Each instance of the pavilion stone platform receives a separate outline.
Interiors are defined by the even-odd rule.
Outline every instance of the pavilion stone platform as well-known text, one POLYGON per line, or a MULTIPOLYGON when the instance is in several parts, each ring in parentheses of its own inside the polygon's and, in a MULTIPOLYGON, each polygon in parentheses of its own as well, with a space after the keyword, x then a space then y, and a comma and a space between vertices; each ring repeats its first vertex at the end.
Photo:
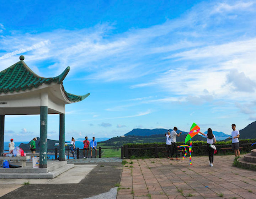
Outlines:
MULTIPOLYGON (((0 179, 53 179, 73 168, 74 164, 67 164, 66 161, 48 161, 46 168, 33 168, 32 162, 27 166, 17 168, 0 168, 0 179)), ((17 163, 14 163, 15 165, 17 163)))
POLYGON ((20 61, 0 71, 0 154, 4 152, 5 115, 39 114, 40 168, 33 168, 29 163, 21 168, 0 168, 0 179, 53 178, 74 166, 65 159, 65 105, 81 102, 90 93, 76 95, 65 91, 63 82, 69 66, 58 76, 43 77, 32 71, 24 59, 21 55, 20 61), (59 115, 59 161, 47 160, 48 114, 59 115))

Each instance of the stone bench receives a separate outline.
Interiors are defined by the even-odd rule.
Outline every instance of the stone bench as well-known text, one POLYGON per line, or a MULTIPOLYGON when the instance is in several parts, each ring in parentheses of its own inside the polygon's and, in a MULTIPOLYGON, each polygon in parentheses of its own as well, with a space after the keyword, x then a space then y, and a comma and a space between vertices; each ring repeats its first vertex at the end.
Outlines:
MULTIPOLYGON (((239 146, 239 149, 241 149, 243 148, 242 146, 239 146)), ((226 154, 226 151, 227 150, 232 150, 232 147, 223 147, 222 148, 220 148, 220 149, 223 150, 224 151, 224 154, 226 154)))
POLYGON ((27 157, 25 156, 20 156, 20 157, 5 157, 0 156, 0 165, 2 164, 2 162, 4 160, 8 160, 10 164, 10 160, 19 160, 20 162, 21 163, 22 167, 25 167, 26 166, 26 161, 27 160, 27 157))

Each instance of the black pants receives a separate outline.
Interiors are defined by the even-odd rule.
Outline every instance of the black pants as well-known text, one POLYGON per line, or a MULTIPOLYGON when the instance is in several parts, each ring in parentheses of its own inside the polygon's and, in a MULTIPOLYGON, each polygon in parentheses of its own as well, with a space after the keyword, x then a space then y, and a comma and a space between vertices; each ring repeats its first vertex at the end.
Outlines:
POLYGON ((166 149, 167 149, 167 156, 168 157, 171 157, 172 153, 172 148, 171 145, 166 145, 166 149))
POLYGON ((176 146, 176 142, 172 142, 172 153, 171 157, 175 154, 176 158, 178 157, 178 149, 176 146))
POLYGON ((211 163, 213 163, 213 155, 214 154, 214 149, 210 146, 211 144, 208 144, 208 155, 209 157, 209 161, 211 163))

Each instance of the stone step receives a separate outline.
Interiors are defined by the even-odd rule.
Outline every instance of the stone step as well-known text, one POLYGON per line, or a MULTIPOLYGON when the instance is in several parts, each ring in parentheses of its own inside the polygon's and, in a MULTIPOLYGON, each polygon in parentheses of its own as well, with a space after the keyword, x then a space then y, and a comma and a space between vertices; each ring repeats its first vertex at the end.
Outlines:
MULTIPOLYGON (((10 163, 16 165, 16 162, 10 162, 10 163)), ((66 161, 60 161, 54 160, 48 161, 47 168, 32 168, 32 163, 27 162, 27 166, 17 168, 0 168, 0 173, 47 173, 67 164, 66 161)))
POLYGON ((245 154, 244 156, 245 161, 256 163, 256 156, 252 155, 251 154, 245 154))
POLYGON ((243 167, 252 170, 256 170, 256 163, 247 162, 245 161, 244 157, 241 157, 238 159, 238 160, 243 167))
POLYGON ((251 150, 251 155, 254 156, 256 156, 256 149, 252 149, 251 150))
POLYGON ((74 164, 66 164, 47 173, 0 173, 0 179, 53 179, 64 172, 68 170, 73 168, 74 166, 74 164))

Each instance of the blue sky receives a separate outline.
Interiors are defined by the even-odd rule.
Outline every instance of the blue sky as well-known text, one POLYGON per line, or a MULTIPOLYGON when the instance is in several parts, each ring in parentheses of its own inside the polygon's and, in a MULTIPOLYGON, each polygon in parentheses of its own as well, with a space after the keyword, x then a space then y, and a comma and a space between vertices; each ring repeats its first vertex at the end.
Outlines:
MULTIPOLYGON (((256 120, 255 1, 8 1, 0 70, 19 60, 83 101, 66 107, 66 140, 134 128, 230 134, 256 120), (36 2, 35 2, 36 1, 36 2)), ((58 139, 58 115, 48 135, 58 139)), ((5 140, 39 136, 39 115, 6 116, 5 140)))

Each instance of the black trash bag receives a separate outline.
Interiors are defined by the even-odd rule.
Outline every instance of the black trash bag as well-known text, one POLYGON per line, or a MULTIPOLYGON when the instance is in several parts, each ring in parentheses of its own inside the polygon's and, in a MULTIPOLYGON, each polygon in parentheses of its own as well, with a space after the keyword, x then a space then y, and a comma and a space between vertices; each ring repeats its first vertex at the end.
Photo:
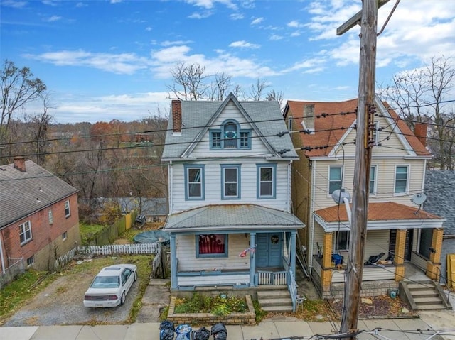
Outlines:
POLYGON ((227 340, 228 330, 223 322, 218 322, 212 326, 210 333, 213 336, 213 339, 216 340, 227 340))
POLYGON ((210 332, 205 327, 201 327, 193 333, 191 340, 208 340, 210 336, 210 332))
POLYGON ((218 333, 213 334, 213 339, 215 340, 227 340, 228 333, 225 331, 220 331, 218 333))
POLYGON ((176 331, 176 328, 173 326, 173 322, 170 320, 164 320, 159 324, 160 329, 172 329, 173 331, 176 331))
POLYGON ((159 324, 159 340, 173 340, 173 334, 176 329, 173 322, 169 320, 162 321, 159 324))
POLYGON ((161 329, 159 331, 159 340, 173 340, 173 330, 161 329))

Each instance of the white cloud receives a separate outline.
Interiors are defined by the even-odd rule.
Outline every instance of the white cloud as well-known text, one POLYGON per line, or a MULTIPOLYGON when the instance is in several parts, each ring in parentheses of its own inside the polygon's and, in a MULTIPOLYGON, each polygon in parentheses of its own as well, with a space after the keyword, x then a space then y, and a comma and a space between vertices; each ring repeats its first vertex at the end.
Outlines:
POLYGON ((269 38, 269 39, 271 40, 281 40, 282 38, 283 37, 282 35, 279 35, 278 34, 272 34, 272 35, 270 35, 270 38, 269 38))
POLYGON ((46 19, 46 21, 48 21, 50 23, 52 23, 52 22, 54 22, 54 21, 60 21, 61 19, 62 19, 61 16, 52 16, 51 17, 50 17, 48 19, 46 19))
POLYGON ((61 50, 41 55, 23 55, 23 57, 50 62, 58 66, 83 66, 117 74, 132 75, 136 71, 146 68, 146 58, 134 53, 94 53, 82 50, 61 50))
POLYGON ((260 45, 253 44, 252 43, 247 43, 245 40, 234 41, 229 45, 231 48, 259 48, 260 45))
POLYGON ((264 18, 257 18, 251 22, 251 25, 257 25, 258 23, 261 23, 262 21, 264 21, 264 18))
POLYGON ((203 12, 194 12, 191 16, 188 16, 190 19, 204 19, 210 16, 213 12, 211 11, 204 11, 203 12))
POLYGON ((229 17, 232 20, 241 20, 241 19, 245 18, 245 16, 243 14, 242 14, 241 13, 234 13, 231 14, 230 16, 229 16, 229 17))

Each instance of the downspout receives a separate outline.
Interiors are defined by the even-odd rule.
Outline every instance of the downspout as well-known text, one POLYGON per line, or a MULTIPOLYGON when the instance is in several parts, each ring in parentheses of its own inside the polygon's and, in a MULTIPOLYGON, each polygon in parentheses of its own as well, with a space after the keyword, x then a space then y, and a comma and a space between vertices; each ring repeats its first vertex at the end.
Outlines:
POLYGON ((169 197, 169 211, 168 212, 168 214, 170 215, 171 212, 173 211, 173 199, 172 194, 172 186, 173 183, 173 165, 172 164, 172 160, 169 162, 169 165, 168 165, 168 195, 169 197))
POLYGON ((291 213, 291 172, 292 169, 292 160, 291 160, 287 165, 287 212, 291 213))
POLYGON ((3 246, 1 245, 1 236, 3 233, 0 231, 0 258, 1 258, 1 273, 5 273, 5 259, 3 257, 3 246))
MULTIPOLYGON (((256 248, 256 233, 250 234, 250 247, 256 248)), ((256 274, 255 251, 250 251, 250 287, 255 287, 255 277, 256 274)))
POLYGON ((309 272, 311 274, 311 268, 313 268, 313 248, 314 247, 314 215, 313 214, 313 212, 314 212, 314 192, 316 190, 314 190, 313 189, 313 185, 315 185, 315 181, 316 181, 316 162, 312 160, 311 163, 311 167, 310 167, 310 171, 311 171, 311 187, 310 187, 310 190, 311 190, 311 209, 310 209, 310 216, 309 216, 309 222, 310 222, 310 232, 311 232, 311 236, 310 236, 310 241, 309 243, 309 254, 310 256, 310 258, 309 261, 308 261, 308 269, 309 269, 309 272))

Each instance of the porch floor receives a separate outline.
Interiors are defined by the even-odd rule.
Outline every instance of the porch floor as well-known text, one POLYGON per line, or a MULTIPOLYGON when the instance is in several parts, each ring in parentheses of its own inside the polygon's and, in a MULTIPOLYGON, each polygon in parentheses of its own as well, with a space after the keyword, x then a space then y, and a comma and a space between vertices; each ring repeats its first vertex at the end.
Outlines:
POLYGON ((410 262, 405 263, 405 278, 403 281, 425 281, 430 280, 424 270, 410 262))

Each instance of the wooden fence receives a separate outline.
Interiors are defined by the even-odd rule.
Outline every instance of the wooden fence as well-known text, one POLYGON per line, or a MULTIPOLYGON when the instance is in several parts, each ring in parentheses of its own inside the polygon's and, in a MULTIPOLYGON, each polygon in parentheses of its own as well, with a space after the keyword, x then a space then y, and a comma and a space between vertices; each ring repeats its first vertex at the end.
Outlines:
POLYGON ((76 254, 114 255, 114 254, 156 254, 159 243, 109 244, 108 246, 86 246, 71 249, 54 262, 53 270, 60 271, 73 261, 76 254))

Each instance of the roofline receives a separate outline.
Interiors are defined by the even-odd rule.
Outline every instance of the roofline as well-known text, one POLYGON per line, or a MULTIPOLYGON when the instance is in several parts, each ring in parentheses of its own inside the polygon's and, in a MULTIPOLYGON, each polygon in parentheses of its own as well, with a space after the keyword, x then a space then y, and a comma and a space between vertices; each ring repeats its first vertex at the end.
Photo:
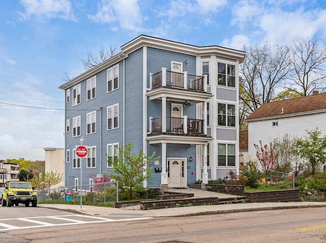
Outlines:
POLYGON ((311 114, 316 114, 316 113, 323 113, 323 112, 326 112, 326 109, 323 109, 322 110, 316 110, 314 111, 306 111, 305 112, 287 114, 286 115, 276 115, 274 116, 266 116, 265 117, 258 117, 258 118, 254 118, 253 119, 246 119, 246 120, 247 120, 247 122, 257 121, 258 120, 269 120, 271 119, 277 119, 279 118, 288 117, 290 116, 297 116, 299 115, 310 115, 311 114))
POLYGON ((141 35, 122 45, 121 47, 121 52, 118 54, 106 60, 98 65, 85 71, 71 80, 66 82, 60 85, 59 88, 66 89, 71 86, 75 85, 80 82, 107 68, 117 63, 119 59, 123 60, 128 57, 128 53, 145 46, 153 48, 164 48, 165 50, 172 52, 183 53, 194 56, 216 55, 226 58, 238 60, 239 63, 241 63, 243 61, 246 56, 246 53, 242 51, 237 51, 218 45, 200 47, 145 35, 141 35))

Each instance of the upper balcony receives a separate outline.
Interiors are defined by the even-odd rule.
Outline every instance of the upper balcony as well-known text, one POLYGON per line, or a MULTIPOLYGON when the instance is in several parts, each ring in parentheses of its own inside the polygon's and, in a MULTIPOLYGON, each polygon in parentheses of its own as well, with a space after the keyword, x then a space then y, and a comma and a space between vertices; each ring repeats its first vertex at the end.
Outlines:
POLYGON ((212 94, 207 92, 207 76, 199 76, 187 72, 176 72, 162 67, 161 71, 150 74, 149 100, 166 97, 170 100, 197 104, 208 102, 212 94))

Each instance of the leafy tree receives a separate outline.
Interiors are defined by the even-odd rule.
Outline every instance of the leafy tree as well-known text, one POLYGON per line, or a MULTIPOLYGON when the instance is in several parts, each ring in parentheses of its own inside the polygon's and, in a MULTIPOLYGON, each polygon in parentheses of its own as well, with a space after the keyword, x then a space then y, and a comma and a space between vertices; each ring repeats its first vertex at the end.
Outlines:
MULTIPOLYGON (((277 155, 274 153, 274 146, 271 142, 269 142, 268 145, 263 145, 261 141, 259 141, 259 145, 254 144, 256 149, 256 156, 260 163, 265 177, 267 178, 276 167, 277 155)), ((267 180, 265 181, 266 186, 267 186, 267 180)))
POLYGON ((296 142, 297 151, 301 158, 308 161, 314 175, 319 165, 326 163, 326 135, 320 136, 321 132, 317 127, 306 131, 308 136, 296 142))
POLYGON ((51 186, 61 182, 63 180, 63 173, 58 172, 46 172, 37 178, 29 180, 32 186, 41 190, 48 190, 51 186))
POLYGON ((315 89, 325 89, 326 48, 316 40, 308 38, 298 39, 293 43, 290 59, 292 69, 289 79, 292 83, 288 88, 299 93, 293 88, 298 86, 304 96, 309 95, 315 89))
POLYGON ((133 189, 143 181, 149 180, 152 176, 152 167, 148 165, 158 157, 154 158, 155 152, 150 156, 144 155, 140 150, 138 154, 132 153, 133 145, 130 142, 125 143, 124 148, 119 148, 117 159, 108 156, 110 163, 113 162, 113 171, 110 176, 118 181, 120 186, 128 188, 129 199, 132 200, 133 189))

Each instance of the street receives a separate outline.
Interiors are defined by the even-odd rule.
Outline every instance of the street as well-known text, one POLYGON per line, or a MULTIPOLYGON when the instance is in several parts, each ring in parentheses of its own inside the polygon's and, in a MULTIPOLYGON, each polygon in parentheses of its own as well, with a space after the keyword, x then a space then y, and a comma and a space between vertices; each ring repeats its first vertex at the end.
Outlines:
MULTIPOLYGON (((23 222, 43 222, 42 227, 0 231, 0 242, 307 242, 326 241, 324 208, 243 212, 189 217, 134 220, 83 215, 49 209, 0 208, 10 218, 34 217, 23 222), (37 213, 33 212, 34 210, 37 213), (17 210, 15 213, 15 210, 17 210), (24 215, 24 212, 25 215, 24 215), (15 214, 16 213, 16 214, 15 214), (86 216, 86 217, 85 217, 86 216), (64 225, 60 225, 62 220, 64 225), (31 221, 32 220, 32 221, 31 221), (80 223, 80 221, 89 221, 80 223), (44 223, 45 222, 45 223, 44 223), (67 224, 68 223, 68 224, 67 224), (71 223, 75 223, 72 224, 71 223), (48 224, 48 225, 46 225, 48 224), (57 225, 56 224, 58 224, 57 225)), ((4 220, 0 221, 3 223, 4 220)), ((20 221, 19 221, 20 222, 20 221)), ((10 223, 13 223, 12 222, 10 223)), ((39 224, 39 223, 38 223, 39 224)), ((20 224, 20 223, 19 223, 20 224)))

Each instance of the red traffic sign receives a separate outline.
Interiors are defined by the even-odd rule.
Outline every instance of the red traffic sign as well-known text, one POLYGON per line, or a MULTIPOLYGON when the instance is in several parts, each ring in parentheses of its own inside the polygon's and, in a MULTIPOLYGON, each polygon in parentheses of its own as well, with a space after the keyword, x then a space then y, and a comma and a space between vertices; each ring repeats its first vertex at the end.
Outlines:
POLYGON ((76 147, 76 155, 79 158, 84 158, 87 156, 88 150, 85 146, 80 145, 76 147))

● **Exercise directions**: Reproduce the lines from the one containing "Each instance of the porch" through the one containing "POLYGON ((76 254, 114", replacing "wooden fence" with "iron railing" and leaving everything else unchanged.

● **Result for this task**:
Each instance of the porch floor receives a separate outline.
Interiors are defined by the even-odd rule.
Outline every instance of the porch floor as well-known text, one POLYGON per line, or a MULTIPOLYGON when the instance is in several parts, each ring in parentheses of its own inside the polygon's and, in a MULTIPOLYGON, each polygon in parentheses of its own as well, with a space after the keyword, x then a space then y, and a comma and a space between vertices; each ring repeats its first vertex at the end.
Outlines:
POLYGON ((410 262, 405 263, 405 278, 403 281, 425 281, 430 280, 424 270, 410 262))

Each instance of the iron railing receives a separate outline.
Interiors are defined by the even-odd rule.
Outline every instance of the iron railing as well-known text, one POLYGON per line, or a MULTIPOLYGON when the instance is in several parts, each ring in parentheses of its own inside the polygon's and, in a MULTIPOLYGON, each polygon in parentheses of its own as well, with a space after the keyword, x then a space then y, and a comma and a space between vertices; each ring repeats its first vertex at the end.
Outlines:
POLYGON ((76 254, 114 255, 114 254, 156 254, 159 243, 109 244, 108 246, 86 246, 71 249, 54 262, 53 270, 60 271, 73 261, 76 254))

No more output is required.